Excerpted passage Block Start

Basquiat and Haring: Crossing Lines at the NGV
Crossing Lines is a major coup for the NGV; many of these artworks have rarely been seen; it’s a world exclusive and won’t be touring. Basquiat and Haring were both at the forefront of social and artistic movements of the 1980s.
When: 1 December 2019 – 13 April 2020
Where: National Gallery of Australia, 180 St Kilda Road MELBOURNE
Cost: Adult $30, child $10, family $65. Book here.
Review written by Thuy On, photos by Kate Nelson
It’s a little bit ironic that the NGV’s latest blockbuster exhibition, Crossing Lines, features two renegade anti-establishment artists whose works started out on the streets, and in subways. They’ve gone a long way from messing about with art created in the underground New York art scene to being two of the most influential 20th-century artistic darlings.
Keith Haring and Jean-Michel Basquiat died young and prematurely but their combined legacy prevails; Crossing Lines is a sensitively curated show that follows their early to final works, with over 200 pieces available. The two played across a huge variety of media and materials, including chalk- graffiti paintings, photography, illustrations, collage, found materials, video projections and random objects (a motorcycle helmet a baby’s crib, and a sarcophagus among the more unusual items) but the underlying mood that they both engendered is a restless, febrile, youthful energy. They wanted to democratise art, to make it accessible to the general public.

Excerpted passage Block End
Information shown Block Start

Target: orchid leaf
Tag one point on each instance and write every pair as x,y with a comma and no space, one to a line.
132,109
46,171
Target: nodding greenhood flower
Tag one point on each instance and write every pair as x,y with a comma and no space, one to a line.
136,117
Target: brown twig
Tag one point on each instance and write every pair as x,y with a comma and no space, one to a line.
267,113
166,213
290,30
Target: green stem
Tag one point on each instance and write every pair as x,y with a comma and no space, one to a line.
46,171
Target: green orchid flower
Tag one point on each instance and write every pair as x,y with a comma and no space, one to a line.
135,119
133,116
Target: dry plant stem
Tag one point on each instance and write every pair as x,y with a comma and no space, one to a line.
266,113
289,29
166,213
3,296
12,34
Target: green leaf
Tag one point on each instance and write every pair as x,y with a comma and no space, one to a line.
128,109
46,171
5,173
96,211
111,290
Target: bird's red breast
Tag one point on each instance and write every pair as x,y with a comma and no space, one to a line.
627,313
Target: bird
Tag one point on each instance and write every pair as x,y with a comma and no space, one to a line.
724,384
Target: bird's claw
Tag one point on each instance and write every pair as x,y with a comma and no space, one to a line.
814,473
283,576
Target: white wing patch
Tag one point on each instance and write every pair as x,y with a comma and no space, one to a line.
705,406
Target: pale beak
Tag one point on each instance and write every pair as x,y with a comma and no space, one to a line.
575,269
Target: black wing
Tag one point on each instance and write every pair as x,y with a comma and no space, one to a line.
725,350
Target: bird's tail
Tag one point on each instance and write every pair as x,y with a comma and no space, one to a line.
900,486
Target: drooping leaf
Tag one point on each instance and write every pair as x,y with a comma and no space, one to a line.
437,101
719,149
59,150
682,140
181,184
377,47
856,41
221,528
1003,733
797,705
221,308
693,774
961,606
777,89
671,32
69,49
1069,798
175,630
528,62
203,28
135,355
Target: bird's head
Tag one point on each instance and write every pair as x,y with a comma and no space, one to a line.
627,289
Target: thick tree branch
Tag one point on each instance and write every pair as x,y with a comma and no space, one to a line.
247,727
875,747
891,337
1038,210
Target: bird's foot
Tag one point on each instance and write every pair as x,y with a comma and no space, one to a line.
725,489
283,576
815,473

Information shown Block End

## Work instructions
a: According to the Crossing Lines review, how many pieces does the exhibition include?
b: Continue the Crossing Lines review from the point where it stops.

## Responses for each task
a: Over 200 pieces.

b:
Their rebellious nature and social agitation were seen in their works, through slogans and iconography that explored anti-racism, capitalism, AIDS and social welfare, and walking through the gallery space you can see Haring’s and Basquiat’s distinctive respective symbols: the crawling baby (a figure of innocence) and the crown affixed on a black figure (a shorthand for power and autonomy) repeated over and over again. Eschewing realist portrayal for graphics and quick impressionistic motifs, there is so much colour and high-octane dynamism in these works that speak to the hip hop, fashion, design and performance subculture worlds they both inhabited as much as it does about the socio-political climate of the age.
Kids in particular, will be impressed by the neon glow-in-the-dark pieces that light up under UV light.
The music of the times (think Madonna, Blondie, the B52) are piped throughout so visitors can be transported back to the heyday of the 80s, when Haring and Basquiat were at the height of their prolific best.
This exhibition is a major coup for the NGV; many of these artworks have rarely been seen; it’s a world exclusive and won’t be touring. So get to it and be infected by these bohemian spirits.